Problem — Extract the data below word for word, from the line containing "For every instance of the green foliage, give" up to and including the last line of the data.

[Location annotation dataset excerpts]
━━━━━━
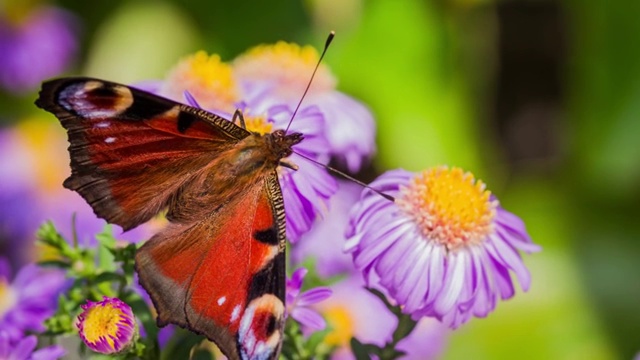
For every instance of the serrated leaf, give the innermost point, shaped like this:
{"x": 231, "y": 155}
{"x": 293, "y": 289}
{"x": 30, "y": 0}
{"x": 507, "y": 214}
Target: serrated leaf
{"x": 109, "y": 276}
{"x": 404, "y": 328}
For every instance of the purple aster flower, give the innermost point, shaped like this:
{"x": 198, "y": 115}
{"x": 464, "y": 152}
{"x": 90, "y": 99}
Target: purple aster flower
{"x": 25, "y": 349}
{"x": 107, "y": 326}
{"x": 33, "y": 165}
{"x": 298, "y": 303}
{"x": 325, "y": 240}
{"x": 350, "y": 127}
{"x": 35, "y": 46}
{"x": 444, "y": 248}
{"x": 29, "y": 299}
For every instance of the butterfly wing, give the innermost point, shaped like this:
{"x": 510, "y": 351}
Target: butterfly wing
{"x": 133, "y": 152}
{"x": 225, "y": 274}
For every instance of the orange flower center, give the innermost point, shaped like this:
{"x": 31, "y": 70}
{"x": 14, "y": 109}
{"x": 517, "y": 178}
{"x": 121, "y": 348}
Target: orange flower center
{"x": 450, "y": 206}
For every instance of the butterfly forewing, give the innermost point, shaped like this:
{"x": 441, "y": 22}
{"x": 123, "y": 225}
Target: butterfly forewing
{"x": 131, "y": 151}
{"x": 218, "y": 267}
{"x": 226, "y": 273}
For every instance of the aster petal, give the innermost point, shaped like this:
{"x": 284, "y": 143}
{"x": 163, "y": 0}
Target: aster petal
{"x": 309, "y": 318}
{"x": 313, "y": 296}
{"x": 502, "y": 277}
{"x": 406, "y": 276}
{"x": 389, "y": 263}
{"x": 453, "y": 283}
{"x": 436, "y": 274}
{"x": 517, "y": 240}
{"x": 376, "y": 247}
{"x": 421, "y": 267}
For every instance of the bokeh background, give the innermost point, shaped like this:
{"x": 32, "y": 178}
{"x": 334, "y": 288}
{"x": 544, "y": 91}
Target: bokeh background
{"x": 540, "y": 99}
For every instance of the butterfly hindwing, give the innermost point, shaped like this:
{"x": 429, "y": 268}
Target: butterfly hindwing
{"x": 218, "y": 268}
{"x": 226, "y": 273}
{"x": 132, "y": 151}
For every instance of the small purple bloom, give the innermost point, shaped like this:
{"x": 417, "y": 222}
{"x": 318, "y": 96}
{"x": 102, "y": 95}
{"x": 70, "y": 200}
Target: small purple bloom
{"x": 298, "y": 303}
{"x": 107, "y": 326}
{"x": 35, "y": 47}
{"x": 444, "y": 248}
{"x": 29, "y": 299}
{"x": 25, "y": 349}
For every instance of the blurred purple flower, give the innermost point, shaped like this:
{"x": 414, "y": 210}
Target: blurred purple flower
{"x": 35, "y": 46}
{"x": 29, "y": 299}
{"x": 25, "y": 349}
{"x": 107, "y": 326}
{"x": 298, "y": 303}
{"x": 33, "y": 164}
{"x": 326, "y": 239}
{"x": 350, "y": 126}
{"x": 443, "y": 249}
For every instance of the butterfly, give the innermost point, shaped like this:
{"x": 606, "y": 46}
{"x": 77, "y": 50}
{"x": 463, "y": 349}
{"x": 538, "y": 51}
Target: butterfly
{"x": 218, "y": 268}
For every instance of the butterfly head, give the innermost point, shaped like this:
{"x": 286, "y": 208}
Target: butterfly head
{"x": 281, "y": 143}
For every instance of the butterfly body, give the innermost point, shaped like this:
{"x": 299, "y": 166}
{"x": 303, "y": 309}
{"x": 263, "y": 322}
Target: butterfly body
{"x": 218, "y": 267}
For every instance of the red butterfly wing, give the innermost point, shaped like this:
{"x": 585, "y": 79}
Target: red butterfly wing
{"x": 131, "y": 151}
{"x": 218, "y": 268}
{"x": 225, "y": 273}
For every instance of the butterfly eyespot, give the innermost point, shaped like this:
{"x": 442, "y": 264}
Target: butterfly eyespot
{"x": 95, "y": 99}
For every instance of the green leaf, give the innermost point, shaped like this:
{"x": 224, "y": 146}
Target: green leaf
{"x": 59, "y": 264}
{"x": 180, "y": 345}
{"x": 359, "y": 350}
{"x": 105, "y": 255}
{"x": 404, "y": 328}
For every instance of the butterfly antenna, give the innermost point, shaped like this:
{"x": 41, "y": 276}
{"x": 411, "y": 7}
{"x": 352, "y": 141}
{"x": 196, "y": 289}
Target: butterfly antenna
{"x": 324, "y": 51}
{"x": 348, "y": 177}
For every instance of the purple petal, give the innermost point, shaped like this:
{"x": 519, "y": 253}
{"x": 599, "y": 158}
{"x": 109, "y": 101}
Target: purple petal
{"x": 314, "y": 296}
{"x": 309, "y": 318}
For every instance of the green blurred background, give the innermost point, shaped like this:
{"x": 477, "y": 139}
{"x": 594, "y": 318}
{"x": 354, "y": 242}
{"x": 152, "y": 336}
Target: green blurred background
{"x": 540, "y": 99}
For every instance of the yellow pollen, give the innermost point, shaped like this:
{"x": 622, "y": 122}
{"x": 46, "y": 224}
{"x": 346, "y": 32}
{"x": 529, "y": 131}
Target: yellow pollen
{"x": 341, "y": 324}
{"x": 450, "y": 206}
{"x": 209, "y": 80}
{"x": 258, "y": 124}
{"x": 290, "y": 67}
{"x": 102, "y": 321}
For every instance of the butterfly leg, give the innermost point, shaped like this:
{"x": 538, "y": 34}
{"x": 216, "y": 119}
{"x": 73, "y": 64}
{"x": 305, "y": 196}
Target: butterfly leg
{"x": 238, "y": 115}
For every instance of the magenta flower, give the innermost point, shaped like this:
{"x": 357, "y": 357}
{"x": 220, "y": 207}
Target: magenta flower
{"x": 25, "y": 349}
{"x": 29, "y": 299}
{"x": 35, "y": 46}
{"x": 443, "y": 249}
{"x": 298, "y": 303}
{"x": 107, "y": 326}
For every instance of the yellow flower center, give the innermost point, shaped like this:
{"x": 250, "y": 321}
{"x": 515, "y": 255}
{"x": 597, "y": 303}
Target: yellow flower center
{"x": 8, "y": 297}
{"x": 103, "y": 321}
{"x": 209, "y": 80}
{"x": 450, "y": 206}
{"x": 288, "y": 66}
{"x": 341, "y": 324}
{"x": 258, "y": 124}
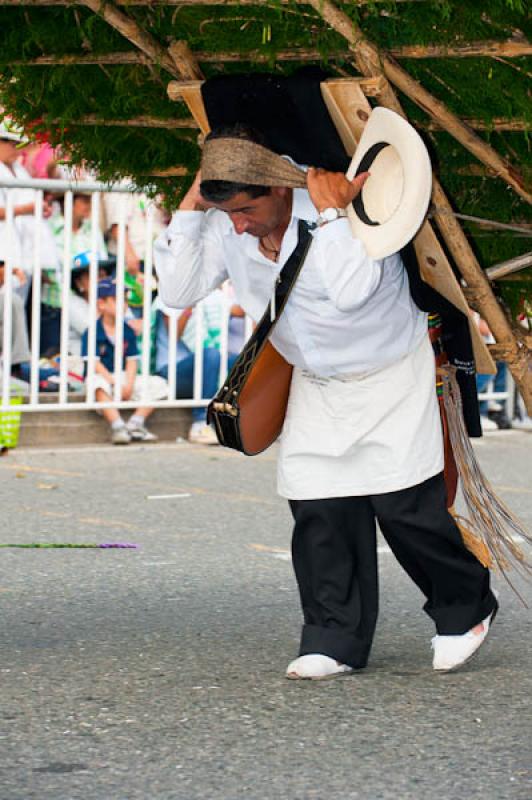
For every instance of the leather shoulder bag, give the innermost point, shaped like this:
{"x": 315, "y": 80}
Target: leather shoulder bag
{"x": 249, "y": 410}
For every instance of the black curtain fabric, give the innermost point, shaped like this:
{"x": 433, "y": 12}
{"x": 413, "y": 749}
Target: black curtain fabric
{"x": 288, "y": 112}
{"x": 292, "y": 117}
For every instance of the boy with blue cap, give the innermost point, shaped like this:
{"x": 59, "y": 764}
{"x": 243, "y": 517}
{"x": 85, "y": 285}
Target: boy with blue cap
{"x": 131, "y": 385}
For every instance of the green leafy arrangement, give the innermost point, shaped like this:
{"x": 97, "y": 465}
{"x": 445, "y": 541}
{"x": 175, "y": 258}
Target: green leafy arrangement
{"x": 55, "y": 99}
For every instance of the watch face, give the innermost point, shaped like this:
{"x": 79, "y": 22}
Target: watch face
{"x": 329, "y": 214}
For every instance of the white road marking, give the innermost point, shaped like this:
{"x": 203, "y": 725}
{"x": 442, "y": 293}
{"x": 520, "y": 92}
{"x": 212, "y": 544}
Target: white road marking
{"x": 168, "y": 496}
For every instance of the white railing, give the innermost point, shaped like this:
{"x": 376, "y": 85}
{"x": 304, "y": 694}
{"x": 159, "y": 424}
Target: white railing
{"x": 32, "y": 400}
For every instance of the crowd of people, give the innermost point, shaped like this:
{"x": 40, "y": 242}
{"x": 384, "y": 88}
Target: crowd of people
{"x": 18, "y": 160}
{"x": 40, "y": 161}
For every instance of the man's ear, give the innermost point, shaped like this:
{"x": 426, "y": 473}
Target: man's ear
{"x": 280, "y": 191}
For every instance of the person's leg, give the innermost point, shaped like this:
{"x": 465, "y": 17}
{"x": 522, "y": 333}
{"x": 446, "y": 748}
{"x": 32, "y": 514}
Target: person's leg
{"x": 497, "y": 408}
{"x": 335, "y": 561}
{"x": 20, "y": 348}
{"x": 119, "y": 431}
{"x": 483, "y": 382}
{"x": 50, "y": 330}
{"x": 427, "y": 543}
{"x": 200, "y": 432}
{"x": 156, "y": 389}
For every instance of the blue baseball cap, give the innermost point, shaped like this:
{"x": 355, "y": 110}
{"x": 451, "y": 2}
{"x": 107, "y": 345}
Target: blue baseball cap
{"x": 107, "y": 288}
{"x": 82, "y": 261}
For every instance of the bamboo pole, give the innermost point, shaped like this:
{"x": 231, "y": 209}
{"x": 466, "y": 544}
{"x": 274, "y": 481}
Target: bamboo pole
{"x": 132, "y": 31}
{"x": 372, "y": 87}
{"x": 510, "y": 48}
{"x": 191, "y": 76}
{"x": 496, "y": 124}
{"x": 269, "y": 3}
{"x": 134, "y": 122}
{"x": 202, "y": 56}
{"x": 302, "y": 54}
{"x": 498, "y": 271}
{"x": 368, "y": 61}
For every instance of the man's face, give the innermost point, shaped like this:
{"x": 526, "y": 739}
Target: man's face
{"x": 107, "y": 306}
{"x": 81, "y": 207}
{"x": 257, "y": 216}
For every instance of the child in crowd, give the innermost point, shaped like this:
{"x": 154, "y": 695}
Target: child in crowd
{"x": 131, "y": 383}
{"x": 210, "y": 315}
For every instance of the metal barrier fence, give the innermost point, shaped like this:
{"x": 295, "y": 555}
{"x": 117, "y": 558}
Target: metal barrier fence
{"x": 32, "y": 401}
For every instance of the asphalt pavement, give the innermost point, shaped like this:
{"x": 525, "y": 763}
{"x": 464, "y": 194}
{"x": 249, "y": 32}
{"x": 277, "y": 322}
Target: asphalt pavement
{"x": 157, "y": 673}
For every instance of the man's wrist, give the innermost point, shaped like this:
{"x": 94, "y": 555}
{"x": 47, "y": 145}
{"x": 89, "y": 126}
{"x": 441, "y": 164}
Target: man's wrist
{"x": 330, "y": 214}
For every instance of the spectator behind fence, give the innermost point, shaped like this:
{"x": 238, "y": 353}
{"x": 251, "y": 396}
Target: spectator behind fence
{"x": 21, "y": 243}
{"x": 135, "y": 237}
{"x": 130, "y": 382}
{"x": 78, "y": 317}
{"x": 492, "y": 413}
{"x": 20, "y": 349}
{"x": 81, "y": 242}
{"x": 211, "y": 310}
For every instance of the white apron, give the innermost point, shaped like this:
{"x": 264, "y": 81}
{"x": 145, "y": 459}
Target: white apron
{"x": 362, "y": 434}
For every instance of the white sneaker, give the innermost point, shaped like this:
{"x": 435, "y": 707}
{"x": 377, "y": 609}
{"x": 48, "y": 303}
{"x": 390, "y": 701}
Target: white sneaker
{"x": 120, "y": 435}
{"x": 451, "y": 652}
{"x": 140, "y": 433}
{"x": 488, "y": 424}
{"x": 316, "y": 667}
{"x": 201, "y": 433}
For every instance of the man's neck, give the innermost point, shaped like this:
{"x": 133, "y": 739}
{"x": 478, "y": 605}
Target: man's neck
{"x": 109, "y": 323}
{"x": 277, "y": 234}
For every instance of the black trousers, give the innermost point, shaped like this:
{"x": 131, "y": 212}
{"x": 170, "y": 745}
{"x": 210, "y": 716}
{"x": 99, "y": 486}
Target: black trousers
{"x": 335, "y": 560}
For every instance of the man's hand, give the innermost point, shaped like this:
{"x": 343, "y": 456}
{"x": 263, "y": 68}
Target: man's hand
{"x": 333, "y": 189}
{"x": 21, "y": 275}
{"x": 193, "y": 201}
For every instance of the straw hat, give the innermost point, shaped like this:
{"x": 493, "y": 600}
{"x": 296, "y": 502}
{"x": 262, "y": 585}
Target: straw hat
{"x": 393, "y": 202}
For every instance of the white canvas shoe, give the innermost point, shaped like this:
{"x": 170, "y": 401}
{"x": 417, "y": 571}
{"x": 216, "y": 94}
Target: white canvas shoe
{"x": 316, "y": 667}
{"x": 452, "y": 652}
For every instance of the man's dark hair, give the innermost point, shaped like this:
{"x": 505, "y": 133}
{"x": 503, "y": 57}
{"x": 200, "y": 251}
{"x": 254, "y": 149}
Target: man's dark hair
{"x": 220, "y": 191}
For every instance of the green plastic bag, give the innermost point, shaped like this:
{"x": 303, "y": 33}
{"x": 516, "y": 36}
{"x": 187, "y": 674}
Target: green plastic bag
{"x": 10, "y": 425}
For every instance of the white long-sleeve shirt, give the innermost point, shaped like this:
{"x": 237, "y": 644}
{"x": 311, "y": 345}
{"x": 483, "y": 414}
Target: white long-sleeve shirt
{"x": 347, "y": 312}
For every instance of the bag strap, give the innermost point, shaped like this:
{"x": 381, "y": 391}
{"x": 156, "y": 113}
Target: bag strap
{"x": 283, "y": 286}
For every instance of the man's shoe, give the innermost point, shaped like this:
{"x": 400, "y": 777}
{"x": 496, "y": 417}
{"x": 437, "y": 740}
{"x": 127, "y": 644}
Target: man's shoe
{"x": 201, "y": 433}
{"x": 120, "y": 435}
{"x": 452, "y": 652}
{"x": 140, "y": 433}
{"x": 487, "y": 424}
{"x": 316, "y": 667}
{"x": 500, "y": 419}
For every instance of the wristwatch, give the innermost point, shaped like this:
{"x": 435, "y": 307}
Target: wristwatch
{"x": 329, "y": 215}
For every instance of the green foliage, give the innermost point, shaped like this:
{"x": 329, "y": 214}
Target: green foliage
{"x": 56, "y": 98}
━━━━━━
Finished answer —
For every instance of the green foliage, give the innermost point, shaped like this:
{"x": 329, "y": 214}
Target: green foliage
{"x": 56, "y": 98}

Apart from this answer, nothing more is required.